— begin —

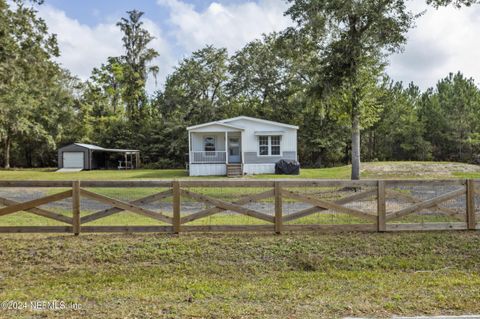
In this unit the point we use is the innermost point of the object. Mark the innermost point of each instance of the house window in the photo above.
(269, 145)
(275, 150)
(263, 142)
(209, 144)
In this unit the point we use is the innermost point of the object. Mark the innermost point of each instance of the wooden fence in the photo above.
(373, 205)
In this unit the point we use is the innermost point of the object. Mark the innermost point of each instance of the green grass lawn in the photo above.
(148, 174)
(374, 170)
(254, 275)
(243, 276)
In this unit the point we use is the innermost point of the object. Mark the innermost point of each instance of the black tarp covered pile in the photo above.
(288, 167)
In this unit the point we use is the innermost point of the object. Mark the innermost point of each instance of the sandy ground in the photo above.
(418, 169)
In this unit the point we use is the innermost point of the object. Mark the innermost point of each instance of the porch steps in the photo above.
(234, 170)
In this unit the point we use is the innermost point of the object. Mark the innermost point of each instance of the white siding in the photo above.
(250, 141)
(207, 169)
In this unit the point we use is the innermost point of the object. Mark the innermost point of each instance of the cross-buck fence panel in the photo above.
(238, 205)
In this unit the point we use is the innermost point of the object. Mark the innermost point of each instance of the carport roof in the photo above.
(99, 148)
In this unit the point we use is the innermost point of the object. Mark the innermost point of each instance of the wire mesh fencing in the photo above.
(238, 205)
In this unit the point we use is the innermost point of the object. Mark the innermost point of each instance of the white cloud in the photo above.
(444, 40)
(84, 47)
(224, 25)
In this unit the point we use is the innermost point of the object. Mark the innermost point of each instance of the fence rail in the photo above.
(268, 205)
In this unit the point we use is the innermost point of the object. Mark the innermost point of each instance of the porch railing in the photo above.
(208, 157)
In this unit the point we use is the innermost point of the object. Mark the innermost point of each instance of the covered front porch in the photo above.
(215, 147)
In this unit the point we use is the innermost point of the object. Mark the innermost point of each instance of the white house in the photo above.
(240, 145)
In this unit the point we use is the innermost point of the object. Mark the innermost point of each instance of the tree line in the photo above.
(326, 75)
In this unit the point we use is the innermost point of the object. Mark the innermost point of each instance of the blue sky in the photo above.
(445, 40)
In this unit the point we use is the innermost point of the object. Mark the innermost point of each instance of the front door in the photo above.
(234, 150)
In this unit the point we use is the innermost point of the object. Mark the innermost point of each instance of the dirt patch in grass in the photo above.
(417, 169)
(243, 275)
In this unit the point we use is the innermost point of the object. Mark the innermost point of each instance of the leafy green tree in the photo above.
(355, 33)
(451, 114)
(399, 133)
(136, 63)
(26, 70)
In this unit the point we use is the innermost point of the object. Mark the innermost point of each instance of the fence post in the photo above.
(76, 207)
(176, 206)
(471, 221)
(278, 207)
(381, 207)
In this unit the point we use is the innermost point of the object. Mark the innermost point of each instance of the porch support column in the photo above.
(189, 148)
(226, 147)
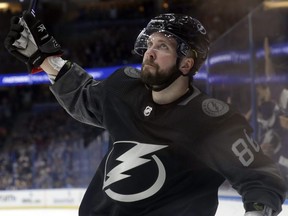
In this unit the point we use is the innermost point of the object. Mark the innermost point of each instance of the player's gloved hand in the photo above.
(29, 41)
(258, 209)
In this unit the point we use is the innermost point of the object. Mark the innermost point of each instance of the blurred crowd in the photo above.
(48, 149)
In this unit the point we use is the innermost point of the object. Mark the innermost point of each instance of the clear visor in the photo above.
(140, 45)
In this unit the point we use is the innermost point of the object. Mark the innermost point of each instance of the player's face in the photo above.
(159, 61)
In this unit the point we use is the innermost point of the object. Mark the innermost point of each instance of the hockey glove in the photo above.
(258, 209)
(29, 41)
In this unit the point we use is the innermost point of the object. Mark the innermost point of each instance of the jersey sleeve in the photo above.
(229, 149)
(80, 95)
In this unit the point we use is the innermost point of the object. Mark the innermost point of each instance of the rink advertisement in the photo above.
(56, 198)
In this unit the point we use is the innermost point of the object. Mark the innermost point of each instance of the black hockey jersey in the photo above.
(166, 160)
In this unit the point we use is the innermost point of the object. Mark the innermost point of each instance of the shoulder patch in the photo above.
(214, 108)
(132, 72)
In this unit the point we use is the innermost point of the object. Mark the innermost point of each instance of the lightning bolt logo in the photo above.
(132, 159)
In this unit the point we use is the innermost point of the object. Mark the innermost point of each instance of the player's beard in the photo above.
(152, 75)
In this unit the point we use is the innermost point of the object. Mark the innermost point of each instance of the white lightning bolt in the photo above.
(131, 159)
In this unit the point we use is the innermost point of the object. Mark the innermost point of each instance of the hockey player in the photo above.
(173, 145)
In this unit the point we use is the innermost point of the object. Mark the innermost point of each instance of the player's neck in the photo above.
(173, 92)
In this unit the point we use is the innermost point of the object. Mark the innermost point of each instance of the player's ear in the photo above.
(186, 65)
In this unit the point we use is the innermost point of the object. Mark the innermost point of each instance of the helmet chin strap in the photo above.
(169, 81)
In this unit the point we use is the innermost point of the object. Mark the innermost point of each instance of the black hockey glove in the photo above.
(29, 41)
(258, 209)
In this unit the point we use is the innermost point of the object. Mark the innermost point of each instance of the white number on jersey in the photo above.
(241, 149)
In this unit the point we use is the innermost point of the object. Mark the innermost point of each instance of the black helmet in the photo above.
(188, 32)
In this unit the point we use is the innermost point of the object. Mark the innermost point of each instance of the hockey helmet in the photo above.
(187, 31)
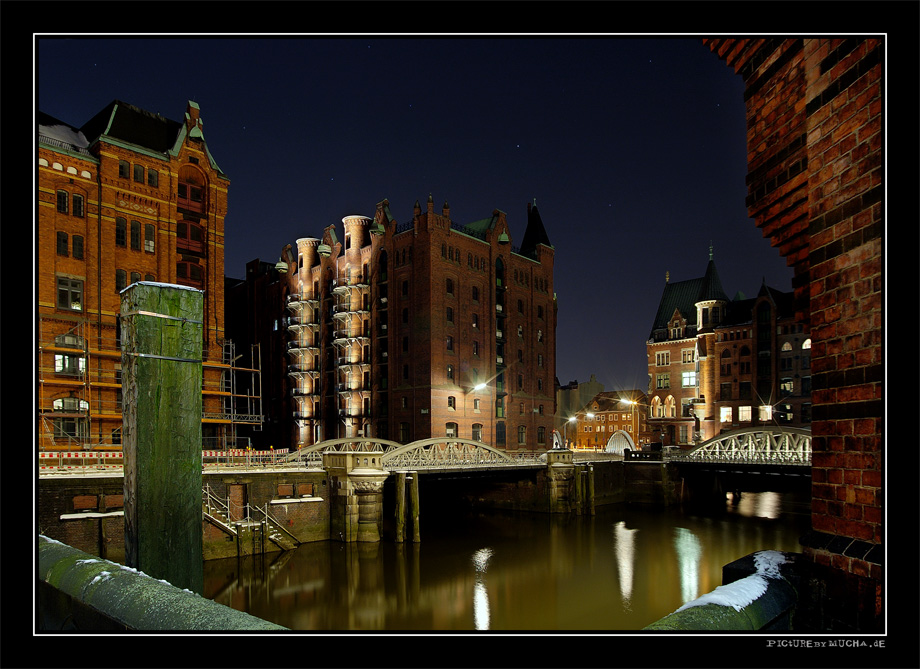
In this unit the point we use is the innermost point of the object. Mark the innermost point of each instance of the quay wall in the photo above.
(86, 512)
(81, 592)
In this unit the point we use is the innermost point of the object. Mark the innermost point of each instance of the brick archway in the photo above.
(814, 119)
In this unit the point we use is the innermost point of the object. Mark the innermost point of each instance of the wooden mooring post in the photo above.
(161, 435)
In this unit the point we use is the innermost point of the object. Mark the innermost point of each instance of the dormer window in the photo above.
(191, 190)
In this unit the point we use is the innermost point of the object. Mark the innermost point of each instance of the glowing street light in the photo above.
(565, 429)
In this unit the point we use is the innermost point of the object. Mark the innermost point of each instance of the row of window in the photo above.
(67, 246)
(122, 235)
(139, 171)
(70, 291)
(70, 204)
(687, 380)
(452, 430)
(611, 428)
(780, 412)
(189, 237)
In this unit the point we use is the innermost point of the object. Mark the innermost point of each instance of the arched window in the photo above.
(189, 236)
(670, 407)
(725, 366)
(191, 190)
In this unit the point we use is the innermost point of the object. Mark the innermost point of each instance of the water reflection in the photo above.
(619, 570)
(625, 549)
(689, 552)
(480, 594)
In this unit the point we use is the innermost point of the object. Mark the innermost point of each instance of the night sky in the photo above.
(632, 148)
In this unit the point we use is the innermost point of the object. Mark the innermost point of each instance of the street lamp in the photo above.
(565, 429)
(590, 416)
(635, 411)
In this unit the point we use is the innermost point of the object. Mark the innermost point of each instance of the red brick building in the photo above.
(612, 421)
(815, 188)
(718, 364)
(421, 329)
(128, 196)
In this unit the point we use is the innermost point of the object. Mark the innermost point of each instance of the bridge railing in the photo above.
(785, 446)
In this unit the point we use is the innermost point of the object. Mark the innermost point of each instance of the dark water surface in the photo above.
(621, 569)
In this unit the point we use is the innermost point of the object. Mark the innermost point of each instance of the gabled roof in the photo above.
(680, 295)
(125, 122)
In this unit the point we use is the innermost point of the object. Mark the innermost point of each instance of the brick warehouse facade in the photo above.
(814, 118)
(129, 196)
(718, 364)
(413, 330)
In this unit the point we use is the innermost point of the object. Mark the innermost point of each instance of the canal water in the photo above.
(620, 569)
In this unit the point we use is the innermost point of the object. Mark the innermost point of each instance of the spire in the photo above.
(711, 287)
(535, 233)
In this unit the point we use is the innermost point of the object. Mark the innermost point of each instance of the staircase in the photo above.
(256, 519)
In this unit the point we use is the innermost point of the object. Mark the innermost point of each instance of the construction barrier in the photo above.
(87, 462)
(73, 461)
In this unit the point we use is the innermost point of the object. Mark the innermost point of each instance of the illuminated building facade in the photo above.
(420, 329)
(718, 364)
(129, 196)
(612, 421)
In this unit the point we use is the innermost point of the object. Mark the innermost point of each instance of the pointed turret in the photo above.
(535, 233)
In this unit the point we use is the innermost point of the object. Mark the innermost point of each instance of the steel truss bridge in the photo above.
(435, 454)
(758, 446)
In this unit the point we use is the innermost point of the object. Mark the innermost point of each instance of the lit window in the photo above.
(149, 234)
(70, 365)
(121, 232)
(136, 235)
(70, 294)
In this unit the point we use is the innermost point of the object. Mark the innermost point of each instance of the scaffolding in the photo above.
(79, 400)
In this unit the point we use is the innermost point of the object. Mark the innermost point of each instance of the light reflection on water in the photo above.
(621, 569)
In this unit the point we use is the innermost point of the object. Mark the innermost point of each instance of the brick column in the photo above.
(814, 111)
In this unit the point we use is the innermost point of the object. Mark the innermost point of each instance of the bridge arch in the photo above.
(431, 452)
(444, 450)
(619, 441)
(774, 444)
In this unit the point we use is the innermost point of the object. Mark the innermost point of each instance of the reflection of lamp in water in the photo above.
(626, 555)
(689, 551)
(480, 595)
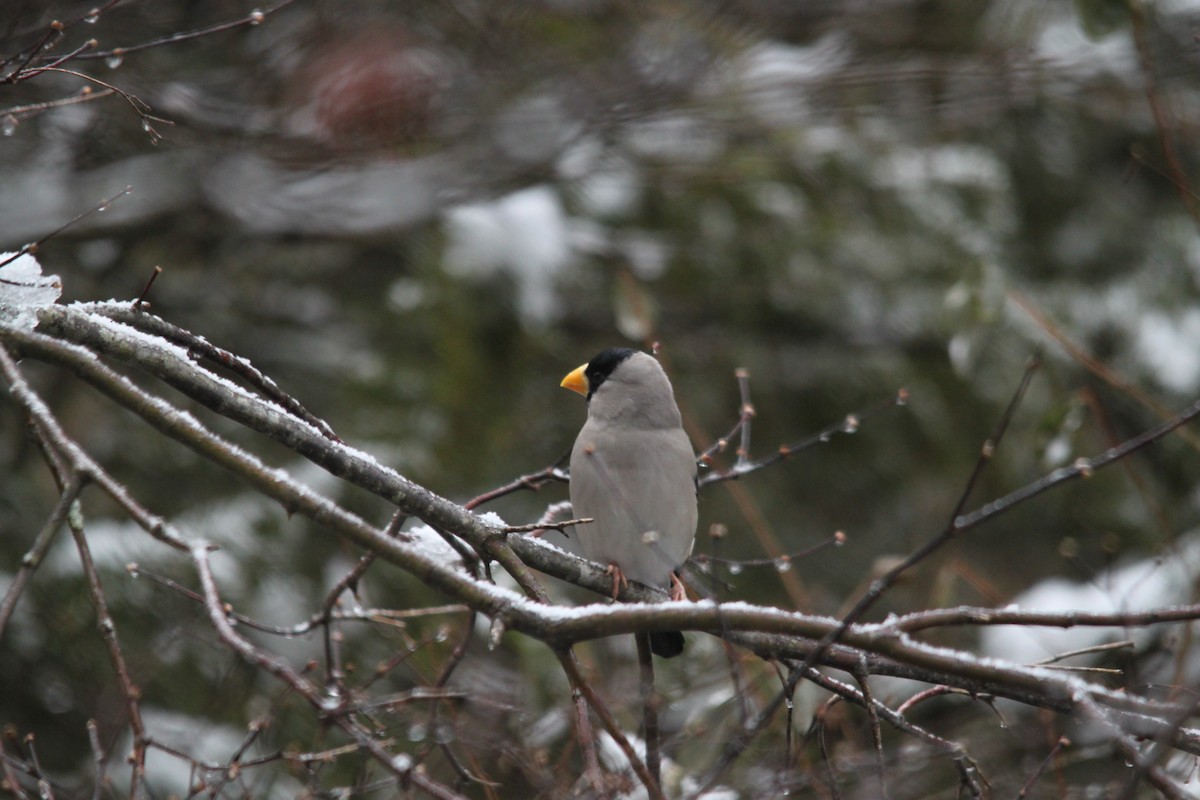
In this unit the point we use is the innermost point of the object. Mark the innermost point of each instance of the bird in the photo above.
(633, 471)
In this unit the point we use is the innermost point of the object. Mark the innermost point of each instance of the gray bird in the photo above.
(634, 473)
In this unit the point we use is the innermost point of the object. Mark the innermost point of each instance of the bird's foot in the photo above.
(618, 579)
(678, 591)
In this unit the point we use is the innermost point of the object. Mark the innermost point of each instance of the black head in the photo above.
(601, 366)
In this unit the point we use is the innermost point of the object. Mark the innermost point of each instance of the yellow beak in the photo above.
(576, 380)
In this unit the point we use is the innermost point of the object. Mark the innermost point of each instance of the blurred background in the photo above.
(417, 217)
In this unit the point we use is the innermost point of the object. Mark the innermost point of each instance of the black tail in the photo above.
(666, 644)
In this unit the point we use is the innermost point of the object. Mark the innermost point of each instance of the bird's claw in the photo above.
(678, 591)
(618, 579)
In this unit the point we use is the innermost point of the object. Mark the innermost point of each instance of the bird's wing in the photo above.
(634, 481)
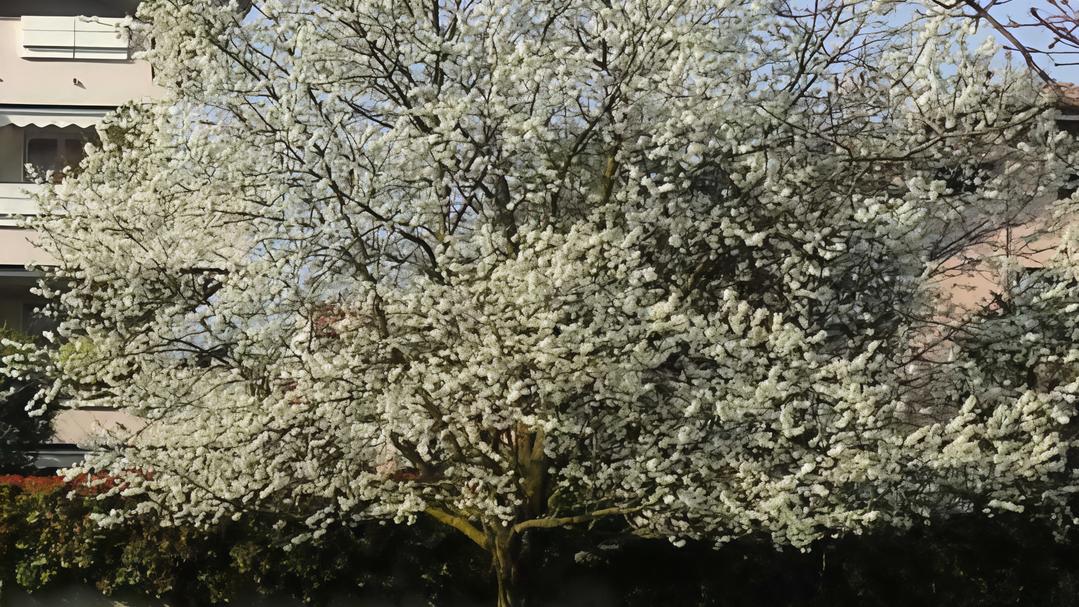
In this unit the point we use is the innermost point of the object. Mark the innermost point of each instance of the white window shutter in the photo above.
(48, 38)
(73, 38)
(99, 39)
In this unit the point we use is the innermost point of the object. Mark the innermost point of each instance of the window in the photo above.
(73, 38)
(54, 150)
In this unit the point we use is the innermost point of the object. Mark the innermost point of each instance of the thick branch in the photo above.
(460, 524)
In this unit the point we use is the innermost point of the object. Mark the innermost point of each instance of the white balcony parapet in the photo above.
(16, 199)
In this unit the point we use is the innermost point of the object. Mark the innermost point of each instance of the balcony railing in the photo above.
(15, 201)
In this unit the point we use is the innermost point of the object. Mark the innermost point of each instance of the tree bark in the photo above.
(506, 553)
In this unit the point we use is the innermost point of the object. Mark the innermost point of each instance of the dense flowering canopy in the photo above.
(526, 264)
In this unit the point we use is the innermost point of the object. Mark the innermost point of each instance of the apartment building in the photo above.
(64, 65)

— end —

REQUEST:
Everything from the line containing "parapet in the photo above." through the last line of the records must be given again exactly; leave out all other lines.

ANSWER TO THIS PROBLEM:
In this unit the point we use is the innermost point of the object. Mark the innermost point of each instance of the white balcony parapet in the photo above.
(16, 199)
In this unit the point we use is the innermost point of the object. Mark the innermost point of each instance of the balcony railing in the photo above.
(15, 201)
In this unit the point we use is the innermost point of the object. Mark the innermost point of each instance of the tree bark in the photo above.
(506, 553)
In this unit the point we use is the innermost point of the object. Mark the innermost point of each instance of the dense flowering canopy in the photo above.
(526, 264)
In this unit the point we use is the innermost point of the object. Mark the innermost point of each instance of the apartment building in the photo above.
(64, 65)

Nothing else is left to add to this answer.